--- Start of The records ---

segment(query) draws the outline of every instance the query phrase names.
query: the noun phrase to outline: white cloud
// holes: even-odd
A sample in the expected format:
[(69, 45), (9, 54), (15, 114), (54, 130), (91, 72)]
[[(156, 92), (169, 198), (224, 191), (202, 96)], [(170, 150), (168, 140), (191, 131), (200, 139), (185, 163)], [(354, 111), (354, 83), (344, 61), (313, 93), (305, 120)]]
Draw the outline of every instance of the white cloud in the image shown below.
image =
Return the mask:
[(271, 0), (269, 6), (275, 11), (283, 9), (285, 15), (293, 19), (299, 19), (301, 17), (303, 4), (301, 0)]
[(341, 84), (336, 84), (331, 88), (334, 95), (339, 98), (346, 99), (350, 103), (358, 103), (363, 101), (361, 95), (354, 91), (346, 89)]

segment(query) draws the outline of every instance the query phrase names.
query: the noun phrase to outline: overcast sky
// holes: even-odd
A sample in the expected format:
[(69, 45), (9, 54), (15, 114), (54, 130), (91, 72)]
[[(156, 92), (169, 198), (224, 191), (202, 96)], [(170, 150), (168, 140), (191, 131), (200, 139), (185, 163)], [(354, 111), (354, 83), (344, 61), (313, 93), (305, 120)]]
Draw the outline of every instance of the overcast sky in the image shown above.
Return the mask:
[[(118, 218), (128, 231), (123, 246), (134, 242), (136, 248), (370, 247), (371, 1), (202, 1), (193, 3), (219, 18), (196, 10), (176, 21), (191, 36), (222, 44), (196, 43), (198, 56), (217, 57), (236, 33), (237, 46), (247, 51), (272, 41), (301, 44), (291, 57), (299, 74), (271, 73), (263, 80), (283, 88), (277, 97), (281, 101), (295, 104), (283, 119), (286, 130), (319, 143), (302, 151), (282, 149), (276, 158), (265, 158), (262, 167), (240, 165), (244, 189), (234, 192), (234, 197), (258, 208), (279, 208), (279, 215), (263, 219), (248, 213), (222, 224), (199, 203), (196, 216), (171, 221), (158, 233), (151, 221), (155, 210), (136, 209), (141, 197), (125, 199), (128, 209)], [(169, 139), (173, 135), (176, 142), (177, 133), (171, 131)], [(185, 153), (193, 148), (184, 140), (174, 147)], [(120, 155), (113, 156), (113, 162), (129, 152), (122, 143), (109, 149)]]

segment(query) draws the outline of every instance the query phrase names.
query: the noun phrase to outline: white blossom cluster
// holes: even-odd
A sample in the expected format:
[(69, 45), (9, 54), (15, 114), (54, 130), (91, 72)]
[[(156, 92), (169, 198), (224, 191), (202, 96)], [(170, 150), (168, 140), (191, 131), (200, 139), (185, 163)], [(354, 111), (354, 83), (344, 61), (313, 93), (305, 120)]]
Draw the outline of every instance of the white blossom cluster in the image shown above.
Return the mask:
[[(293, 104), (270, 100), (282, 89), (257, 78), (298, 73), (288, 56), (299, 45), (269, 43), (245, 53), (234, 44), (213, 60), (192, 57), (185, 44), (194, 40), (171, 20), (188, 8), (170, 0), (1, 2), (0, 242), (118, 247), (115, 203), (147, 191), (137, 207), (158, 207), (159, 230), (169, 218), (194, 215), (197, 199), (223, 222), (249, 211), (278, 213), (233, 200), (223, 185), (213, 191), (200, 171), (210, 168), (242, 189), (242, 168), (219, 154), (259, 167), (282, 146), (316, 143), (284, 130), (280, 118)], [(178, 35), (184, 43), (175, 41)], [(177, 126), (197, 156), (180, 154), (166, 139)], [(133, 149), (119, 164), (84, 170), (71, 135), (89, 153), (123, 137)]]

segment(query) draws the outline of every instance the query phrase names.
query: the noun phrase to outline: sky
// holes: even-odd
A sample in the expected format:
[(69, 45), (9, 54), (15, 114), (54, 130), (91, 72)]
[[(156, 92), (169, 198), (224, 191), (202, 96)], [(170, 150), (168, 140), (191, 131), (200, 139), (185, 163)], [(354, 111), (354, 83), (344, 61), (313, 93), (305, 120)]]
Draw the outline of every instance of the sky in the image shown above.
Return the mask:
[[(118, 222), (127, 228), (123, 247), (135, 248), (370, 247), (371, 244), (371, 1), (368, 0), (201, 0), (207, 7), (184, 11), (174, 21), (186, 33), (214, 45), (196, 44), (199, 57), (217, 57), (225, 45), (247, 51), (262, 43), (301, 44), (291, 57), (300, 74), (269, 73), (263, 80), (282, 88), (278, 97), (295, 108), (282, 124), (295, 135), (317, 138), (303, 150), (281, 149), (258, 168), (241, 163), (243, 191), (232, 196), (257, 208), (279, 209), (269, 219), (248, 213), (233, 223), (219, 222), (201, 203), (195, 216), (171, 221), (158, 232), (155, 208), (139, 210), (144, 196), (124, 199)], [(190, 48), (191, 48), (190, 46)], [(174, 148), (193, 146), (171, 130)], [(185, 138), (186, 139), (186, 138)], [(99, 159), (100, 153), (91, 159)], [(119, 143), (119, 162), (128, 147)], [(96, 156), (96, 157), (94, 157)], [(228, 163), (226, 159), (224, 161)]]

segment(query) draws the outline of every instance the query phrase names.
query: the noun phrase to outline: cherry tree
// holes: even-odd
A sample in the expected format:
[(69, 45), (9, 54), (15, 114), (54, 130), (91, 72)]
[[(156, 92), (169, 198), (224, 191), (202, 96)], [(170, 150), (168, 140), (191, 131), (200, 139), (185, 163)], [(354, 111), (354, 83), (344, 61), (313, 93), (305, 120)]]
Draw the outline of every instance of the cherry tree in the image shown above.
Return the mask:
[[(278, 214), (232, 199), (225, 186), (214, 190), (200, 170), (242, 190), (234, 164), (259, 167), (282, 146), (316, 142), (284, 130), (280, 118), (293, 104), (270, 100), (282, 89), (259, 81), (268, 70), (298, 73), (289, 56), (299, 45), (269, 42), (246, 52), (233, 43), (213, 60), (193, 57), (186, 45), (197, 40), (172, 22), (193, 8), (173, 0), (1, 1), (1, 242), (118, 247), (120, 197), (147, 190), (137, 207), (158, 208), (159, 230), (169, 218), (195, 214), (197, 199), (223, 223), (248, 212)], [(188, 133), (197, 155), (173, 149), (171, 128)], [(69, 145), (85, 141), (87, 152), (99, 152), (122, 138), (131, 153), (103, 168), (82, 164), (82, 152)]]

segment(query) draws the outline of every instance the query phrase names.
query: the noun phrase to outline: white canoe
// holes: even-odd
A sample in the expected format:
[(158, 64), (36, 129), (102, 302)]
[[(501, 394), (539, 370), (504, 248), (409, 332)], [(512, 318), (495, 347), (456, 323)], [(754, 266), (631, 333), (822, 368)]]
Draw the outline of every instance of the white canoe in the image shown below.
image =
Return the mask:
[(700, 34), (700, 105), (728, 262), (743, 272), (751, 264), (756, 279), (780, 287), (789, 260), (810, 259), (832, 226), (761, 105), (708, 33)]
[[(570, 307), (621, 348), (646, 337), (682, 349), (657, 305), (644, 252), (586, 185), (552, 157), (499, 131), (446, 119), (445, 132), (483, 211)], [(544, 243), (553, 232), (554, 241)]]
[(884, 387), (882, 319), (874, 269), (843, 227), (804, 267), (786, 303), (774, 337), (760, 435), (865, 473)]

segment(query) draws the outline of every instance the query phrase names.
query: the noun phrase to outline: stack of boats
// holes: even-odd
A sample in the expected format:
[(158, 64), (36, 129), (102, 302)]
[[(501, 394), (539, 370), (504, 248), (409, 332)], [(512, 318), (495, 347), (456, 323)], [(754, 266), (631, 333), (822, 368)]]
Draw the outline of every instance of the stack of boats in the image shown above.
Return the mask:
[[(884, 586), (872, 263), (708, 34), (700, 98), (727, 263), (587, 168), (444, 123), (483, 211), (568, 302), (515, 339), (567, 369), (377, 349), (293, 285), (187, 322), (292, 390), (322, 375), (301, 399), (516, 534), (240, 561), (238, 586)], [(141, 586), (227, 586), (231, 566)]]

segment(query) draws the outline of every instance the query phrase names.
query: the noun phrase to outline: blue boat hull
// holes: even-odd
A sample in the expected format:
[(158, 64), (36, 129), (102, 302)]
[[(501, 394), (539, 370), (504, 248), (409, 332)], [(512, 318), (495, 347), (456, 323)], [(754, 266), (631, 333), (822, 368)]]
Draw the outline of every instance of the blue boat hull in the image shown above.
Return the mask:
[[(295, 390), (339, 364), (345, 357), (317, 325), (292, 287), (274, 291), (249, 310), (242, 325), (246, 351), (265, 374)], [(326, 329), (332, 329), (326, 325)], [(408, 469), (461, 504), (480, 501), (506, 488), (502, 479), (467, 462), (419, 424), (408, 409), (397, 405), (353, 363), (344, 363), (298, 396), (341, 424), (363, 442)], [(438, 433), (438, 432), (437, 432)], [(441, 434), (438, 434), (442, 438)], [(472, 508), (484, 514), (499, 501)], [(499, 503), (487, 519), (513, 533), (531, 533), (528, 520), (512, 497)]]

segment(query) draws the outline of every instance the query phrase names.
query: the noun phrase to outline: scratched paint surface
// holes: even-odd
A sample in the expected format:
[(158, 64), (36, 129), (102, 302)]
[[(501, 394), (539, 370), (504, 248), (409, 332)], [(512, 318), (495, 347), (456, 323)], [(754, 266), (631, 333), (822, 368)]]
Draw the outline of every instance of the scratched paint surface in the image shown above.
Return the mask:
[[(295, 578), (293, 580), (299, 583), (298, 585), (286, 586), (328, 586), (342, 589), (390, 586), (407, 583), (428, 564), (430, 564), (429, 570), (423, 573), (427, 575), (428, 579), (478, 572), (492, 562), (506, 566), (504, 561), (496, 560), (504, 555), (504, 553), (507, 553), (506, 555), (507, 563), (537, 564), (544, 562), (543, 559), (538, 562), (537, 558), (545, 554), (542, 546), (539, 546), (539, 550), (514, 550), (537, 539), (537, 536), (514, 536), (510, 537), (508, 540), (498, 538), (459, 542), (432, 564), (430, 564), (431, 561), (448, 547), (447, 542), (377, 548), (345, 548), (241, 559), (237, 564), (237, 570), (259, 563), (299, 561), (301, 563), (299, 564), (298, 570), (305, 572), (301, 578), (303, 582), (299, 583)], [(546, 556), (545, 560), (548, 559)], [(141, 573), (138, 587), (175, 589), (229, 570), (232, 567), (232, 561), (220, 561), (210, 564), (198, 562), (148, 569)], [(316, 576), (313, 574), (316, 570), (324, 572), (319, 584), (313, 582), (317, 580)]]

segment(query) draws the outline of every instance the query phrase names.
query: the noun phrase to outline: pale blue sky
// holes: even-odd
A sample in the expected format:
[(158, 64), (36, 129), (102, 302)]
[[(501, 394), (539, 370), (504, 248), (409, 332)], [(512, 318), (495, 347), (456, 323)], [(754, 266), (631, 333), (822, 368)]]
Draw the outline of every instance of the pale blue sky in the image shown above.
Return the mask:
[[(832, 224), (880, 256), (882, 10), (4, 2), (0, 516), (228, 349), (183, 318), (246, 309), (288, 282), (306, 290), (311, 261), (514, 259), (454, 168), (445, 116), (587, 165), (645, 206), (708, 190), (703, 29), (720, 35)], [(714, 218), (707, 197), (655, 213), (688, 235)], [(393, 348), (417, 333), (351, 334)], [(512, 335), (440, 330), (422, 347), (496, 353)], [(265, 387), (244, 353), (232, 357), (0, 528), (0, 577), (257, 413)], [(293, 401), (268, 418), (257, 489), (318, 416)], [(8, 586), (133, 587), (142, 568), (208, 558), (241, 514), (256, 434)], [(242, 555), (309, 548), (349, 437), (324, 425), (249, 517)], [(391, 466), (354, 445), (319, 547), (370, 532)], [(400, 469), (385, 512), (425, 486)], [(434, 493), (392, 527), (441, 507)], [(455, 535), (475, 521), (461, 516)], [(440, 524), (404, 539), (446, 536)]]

--- End of The records ---

Pull out every line of the data above that contains the string "overcast". The match is case-sensitive.

Full output:
query: the noun phrase to outline: overcast sky
Draw the outline of every instance of the overcast sky in the image shown above.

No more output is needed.